Photo-based referring expression data
--- START ---
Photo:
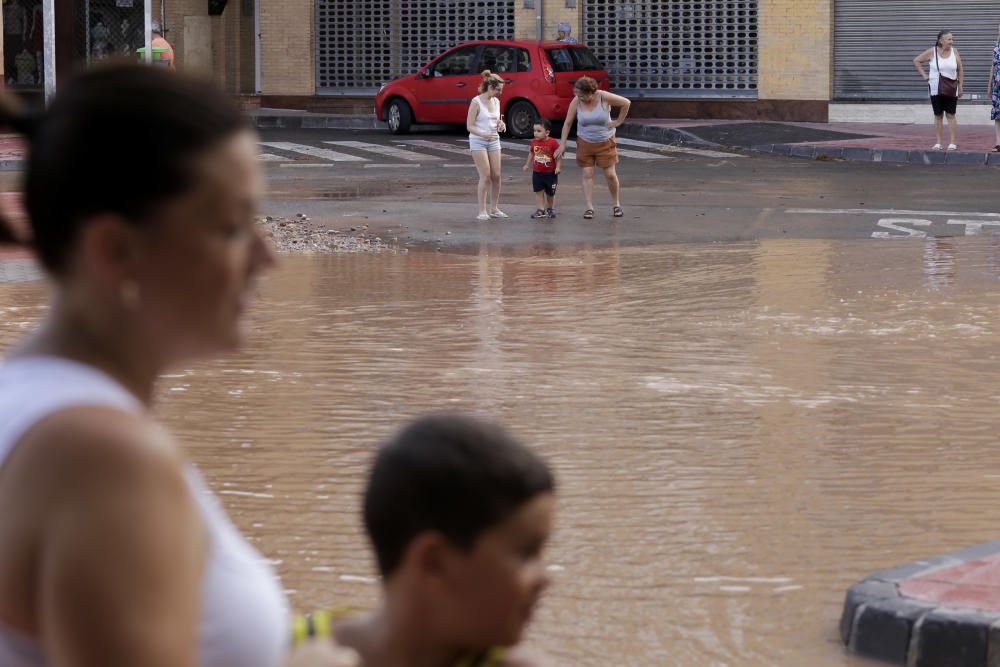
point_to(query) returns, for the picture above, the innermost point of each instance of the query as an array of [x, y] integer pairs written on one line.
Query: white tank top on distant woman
[[244, 618], [949, 67], [488, 116]]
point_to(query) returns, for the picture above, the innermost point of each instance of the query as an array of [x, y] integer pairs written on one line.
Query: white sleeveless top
[[949, 67], [487, 118], [244, 617]]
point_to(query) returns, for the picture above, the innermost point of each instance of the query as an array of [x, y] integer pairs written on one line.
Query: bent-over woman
[[485, 124], [944, 72], [595, 134]]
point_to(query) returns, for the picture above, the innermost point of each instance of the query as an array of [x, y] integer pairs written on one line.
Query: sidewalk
[[940, 612], [864, 142]]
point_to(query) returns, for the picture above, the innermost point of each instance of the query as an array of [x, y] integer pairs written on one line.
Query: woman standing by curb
[[994, 90], [945, 83], [595, 131], [485, 124]]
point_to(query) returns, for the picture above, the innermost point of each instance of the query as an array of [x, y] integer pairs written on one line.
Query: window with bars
[[664, 48], [362, 44]]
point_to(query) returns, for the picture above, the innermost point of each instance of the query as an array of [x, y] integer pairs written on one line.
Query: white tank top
[[487, 118], [949, 67], [244, 617]]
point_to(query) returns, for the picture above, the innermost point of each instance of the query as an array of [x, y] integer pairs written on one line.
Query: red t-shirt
[[543, 155]]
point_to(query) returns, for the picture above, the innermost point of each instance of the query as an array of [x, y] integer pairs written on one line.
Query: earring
[[129, 293]]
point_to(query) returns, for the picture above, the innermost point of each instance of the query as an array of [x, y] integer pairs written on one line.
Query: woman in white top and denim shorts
[[944, 61], [485, 125]]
--- END ---
**Try it:**
Only the last part of the entries above is needed: please copy the line with "Query: window with bars" and each line after it exactly.

**Task response:**
Query: window with bars
[[664, 48], [362, 44]]
point_to(query) returns, for the picture above, the innermost point of each instance of the query as an array of [x, y] integer pairs written on one line.
Query: white tank top
[[487, 118], [949, 67], [244, 617]]
point_to(query) returns, for the picture above, the innermost point of each instance of the query as an array of [x, y] integer pairs written on one line.
Query: red t-shirt
[[543, 155]]
point_to(query) returns, for the picture above, the innermost point of each instance of the query as an array of [x, y] integer pairs written on one line.
Query: earring
[[129, 293]]
point_to(query) returns, for the picture above, the innermost point of each instance of the query as an array of [x, y] integer pairs written on one line.
Query: woman in white top and denim shorts
[[944, 61], [485, 125]]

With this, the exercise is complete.